[START Text provided]
With the use of 3 levels of mapping, 27 different types of markers are present in the above plot. It is very difficult to differentiate between each of these observations. Our channel capacity is limited to 10 levels of hue (3.1 bits) and 5 levels of brightness (2.3 bits), 4-5 levels of size (2.2 bits). On average, we are limited to 6-7 levels of different observations (2.6 bits). When using multiple mappings at once, our channel capacity does not increase linearly as a sum of their individual channel capacities. For example, when size, brightness and hue are used together, we have a channel capacity of 4.1 bits while sum of the channel capacities is 7.6 bits. Because of this, we cannot detect things in a preattentive manner and makes it difficult to easily interpret the plot.

Task 1.5

We make a scatterplot of Oleic vs Eicosenoic where color is defined by Region, shape is defined by a discretized Palmitic (3 classes) and size is defined by a discretized Palmitoleic (3 classes).

ggplot(olive_data)+
  geom_point(aes(x=eicosenoic, y=oleic, color=Region_category, 
                 shape=cut_interval(palmitic,n=3), 
                 size=cut_interval(palmitoleic,n=3))) + 
  scale_size_manual(values = c(2,3,4)) +
  labs(shape="Palmitic range", size="Palmitoleic range") +
  ggtitle("Dependence of Oleic vs Eicosenoic vs Region vs Palmitic vs Palmitoleic") +
  theme(plot.title = element_text(hjust = 0.5))

It is possible to see a clear decision boundary between Regions despite so many aesthetics being used. According to Triesman’s theory, our visual system spilts each set of features into separate maps and processes them in parallel and also, a significant target-nontarget feature difference would allow individual feature maps to ignore non-target information contained in the master map. This is clearly applicable here. The Region variable denoted by color has clear decision boundaries and this can be quickly detected from the feature map corresponding to color. So, we do not get distracted by the other featues in the master map. Hence, we are able to identify the clusters based on Region eventhough there are various other features in the plot.

Task 1.6

We make a pie chart that shows the proportions of oils coming from different Areas.

plot_ly(olive_data,labels=~Area,type='pie',textinfo = "none") %>%
  layout(title = "Pie chart of proportion of oils coming from different areas")

In the above pie chart, we can clearly see that the highest proportion of oils come from South-Apulia. But, the other pies in the chart are very similar in size and difficult to differentiate which one in higher/lower without the percentage labels. Angle and area were found to be more error prone compared to position on a common scale and length in terms of perceiving relative differences by William Cleveland and his colleagues. Due to the relative differences in areas/angles being very small, the viewer could easily make errors while interpreting the pie chart.
[END Text provided]
[START Rows]
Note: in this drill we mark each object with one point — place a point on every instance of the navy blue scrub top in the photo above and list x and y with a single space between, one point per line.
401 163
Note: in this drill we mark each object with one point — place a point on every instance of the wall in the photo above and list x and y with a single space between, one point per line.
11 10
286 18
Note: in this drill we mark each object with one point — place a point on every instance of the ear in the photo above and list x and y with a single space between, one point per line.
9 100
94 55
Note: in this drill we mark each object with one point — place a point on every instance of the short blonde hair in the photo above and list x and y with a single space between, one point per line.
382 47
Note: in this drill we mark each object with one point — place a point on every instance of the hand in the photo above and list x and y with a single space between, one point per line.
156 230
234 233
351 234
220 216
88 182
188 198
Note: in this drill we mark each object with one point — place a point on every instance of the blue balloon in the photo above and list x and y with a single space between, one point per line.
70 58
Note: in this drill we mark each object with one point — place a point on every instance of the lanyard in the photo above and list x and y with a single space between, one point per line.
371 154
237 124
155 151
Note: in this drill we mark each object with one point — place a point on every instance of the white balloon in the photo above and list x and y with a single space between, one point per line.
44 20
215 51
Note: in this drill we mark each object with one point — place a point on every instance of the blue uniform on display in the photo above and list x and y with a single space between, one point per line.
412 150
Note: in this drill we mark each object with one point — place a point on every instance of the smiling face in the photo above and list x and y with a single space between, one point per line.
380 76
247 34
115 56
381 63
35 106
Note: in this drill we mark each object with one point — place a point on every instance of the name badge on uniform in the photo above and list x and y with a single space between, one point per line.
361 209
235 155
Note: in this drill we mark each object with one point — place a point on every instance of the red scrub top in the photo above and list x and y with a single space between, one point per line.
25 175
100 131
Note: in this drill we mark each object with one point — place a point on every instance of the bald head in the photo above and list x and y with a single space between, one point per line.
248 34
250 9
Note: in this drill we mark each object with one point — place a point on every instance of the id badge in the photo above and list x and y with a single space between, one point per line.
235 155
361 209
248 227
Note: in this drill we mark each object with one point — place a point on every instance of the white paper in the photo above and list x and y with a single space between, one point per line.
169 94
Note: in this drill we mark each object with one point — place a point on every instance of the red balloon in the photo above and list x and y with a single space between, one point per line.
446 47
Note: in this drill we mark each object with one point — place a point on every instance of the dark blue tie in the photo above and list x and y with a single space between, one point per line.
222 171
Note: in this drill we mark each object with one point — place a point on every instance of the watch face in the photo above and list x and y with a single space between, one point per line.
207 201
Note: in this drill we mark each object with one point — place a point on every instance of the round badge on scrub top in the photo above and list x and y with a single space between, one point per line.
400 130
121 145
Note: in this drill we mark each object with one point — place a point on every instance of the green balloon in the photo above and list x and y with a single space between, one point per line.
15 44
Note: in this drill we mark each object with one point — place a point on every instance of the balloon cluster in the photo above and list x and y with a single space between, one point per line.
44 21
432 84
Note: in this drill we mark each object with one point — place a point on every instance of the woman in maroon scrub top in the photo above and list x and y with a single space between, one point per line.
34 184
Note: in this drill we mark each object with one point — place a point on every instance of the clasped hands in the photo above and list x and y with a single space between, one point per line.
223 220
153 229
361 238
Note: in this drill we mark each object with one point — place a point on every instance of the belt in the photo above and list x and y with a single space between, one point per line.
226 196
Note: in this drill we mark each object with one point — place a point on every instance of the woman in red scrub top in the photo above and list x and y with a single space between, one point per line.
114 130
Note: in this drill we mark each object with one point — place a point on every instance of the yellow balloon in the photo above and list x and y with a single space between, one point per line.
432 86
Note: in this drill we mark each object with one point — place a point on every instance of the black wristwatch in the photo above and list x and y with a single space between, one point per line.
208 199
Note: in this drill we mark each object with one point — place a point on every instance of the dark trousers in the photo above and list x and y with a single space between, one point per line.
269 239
[END Rows]
**Tasks for this exercise:**
(a) Answer these questions from the olive oil plotting text above, one line each, marked the same way:
(i) How many levels of hue does the text give as our channel capacity?
(ii) Which variable sets the color in the scatterplot of Oleic vs Eicosenoic?
(iii) According to the pie chart, which area supplies the highest proportion of oils?
(b) Decide whether each statement agrees with the olive oil plotting text above. Answer yes or no, and quote the words of the text that settle it.
(i) Using size, brightness and hue together gives a channel capacity of 7.6 bits.
(ii) In the Oleic vs Eicosenoic scatterplot, shape is set by Palmitic split into three classes.
(iii) William Cleveland and his colleagues found angle and area more error prone than position on a common scale.
(c) Continue the text on plotting the olive oil data, starting after its final sentence.

**Outputs by task:**
(a)
(i) 10 levels (3.1 bits)
(ii) Region
(iii) South-Apulia

(b)
(i) No: "when size, brightness and hue are used together, we have a channel capacity of 4.1 bits while sum of the channel capacities is 7.6 bits"
(ii) Yes: "shape is defined by a discretized Palmitic (3 classes)"
(iii) Yes: "Angle and area were found to be more error prone compared to position on a common scale and length in terms of perceiving relative differences by William Cleveland and his colleagues"

(c)
Task 1.7

2d-density contour plot which shows the dependence of Linoleic vs Eicosenoic.

ggplot(olive_data)+geom_density_2d(aes(x=eicosenoic, y=linoleic)) +
  ggtitle("Contour plot of Linoleic vs Eicosenoic") +
  theme(plot.title = element_text(hjust = 0.5))

When compared to the scatterplot, in the contour plot, the contour lines look like there is some overlap between the clusters on the left and clusters on the right. But, we can see in the scatterplot that the clusters are clearly separated. In this way, the contour plot is misleading in the blank spaces between the clusters. This is probably caused by the interpolation used while plotting the contour lines.

Assignment 2

Task 2.1

baseball_data = read.xlsx("baseball-2016.xlsx", sheetName = "Sheet1")

The variables in the baseball data have very different data ranges, like OBP which varies from 0.2990 to 0.3480 and AB which varies from 5330 to 5670. Multidimensional scaling uses distances between data records as a metric in the algorithm. Having variables with such different ranges would lead to distances being heavily skewed by the variables with higher data values. So, it is reasonable to scale the variables before performing Multidimensional Scaling (MDS).

Task 2.2

plot_ly(baseball_data_with_mds, x=~MDS_V1, y=~MDS_V2) %>% 
  add_markers(color=~League, colors = c("blue", "red"), 
              text=baseball_data_with_mds$Team, hoverinfo="text") %>%
  layout(title="Scatterplot of the 2 MDS variables")

From the scatterplot, we see that there is some difference between the 2 leagues. More teams from NL league are at the bottom of the plot as compared to teams from the AL league. Most of the teams from the AL league are concentrated in the central portion in the upper part of the plot (MDS_V1 > -3, MDS_V1 < 4, MDS_V2 > -1.5 ). Among the 2 MDS variables, MDS_V2 appears to differentiate the 2 leagues the best since it is possible to observe a boundary around MDS_V2 = -1. It is difficult to observe such a boundary using the MDS_V1 variable.

Outliers: Based on the plot, Boston Red Sox seems like an outlier. While there are other teams also which lie in the other extremes, they are not isolated and hence, do not appear like outliers.

Task 2.3

plot_ly()%>%
  add_markers(x=~delta, y=~D, name="Observation pairs", hoverinfo = 'text', 
              text = ~paste('Obj 1: ', 
                            rownames(baseball_data_with_mds)[index1], 
                            '<br> Obj 2: ', 
                            rownames(baseball_data_with_mds)[index2])) %>%
  add_lines(x=~shp$x, y=~shp$yf, name="Isotonic regression line") %>%
  layout(title="Shepard's plot of MDS operation")

The mapping line in the Shepard’s plot looks almost linear and apart from a few points, most of them are crowded close to this line. So, it seems like the stress involved in the MDS operation must have been relatively low. So, it appears like the MDS operation was successful.

While mapping observations in Non-metric MDS, if the points lie on a straight line, then it is easiest to map the observations. And those points which are farthest from the regression line of D and delta are the hardest to map. Based on this logic, we can see that observation pairs - 17&1, 20&16. 2&1 were the most difficult to map as they lie farthest from the regression line.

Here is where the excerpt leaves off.